[Work item]: Your reply should contain only the line with "of the rear" and the lines after it through the end of the data, each written out exactly.

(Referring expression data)
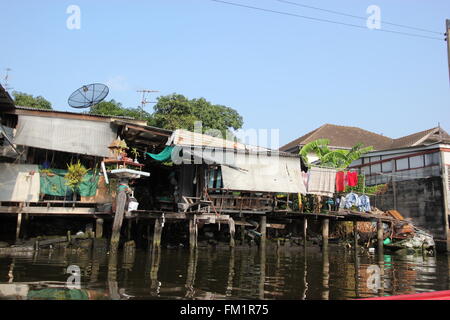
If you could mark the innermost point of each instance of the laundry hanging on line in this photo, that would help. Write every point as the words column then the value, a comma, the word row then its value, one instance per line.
column 321, row 181
column 344, row 179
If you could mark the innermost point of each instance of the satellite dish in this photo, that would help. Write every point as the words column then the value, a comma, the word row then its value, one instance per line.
column 88, row 95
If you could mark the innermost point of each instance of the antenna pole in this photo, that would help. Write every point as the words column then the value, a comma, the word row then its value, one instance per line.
column 144, row 101
column 447, row 33
column 7, row 88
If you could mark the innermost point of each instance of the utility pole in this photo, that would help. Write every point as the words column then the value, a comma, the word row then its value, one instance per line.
column 5, row 83
column 144, row 101
column 447, row 34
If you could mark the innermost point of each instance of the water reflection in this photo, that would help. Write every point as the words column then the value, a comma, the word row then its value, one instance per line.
column 238, row 273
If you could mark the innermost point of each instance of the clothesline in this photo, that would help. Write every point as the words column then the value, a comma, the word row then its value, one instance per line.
column 337, row 169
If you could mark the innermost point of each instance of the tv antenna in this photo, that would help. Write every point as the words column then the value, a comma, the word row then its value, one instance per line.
column 6, row 79
column 144, row 101
column 88, row 95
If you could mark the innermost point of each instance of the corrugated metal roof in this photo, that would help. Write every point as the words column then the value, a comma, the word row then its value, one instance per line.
column 75, row 113
column 346, row 137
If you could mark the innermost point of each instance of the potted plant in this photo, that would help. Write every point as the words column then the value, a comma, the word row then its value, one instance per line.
column 74, row 176
column 135, row 153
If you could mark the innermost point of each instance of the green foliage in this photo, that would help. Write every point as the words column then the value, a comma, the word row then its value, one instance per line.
column 74, row 175
column 175, row 111
column 134, row 152
column 114, row 108
column 27, row 100
column 339, row 159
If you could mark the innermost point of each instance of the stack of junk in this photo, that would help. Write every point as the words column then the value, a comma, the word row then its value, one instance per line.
column 400, row 235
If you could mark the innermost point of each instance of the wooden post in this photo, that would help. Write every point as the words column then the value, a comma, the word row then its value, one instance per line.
column 447, row 32
column 380, row 235
column 232, row 232
column 19, row 222
column 193, row 232
column 305, row 230
column 118, row 219
column 242, row 234
column 325, row 273
column 325, row 232
column 99, row 228
column 157, row 232
column 263, row 230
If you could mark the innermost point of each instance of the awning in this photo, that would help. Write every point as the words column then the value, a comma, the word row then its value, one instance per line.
column 264, row 174
column 19, row 182
column 67, row 135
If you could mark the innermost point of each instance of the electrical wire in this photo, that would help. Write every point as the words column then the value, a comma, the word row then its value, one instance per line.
column 356, row 17
column 323, row 20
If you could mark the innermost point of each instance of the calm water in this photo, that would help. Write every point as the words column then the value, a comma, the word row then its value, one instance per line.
column 220, row 274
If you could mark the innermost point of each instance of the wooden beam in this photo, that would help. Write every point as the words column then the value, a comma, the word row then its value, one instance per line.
column 118, row 219
column 325, row 232
column 263, row 230
column 193, row 232
column 157, row 233
column 99, row 228
column 51, row 210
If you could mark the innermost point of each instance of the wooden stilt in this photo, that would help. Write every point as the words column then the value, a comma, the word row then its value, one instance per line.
column 25, row 226
column 129, row 226
column 355, row 235
column 263, row 230
column 157, row 232
column 19, row 222
column 99, row 228
column 232, row 232
column 193, row 232
column 305, row 230
column 118, row 219
column 325, row 232
column 380, row 235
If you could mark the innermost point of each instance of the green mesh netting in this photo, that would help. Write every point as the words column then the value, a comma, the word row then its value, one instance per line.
column 163, row 155
column 53, row 184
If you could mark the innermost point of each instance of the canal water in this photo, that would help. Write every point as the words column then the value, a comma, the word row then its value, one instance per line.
column 219, row 273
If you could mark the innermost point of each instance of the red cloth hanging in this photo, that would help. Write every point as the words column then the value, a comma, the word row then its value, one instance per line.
column 352, row 179
column 340, row 181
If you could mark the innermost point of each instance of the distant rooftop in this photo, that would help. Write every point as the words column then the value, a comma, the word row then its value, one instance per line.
column 344, row 137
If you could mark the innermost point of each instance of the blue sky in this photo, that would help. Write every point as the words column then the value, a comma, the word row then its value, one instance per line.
column 277, row 71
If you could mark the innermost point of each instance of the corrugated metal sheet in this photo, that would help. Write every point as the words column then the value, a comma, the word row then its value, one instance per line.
column 264, row 174
column 19, row 182
column 183, row 137
column 68, row 135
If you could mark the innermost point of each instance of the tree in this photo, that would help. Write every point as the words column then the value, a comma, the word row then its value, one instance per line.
column 176, row 111
column 339, row 159
column 114, row 108
column 27, row 100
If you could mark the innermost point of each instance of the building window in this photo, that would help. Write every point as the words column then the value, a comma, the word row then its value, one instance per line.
column 366, row 170
column 402, row 164
column 416, row 162
column 431, row 159
column 375, row 168
column 386, row 166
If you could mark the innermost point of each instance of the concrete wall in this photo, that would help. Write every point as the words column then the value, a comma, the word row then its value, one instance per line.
column 419, row 199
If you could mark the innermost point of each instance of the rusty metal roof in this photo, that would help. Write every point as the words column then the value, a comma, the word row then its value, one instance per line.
column 346, row 137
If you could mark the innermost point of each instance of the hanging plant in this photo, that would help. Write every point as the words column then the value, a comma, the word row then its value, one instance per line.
column 135, row 153
column 74, row 175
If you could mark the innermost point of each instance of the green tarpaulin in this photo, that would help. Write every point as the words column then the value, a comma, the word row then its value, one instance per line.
column 53, row 184
column 163, row 155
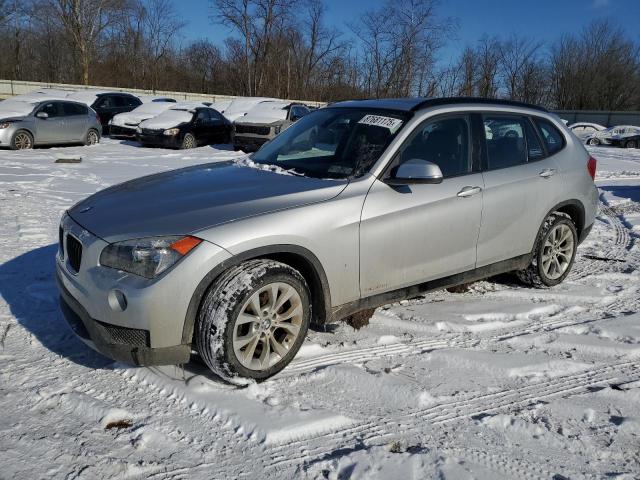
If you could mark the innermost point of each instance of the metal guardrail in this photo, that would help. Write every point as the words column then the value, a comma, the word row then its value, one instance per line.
column 10, row 88
column 605, row 118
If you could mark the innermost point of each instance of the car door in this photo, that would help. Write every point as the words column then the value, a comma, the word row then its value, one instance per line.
column 217, row 126
column 521, row 184
column 419, row 232
column 76, row 120
column 51, row 128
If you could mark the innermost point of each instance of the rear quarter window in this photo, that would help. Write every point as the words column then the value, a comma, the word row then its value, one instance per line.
column 554, row 140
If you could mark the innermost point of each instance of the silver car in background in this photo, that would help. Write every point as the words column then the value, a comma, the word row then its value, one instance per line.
column 354, row 206
column 32, row 121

[Answer]:
If you could mark the innermost point of each instance of the rear quarter window in this photo, that would help. Write every point as the words column then the value, a comma, the word row then its value, one instance per line.
column 554, row 140
If you could mark the innermost point of each instance of the silver car in background in this photo, that would help. Write every point as the words column then the value, a comma, the word row then its value, one instance per line.
column 354, row 206
column 32, row 121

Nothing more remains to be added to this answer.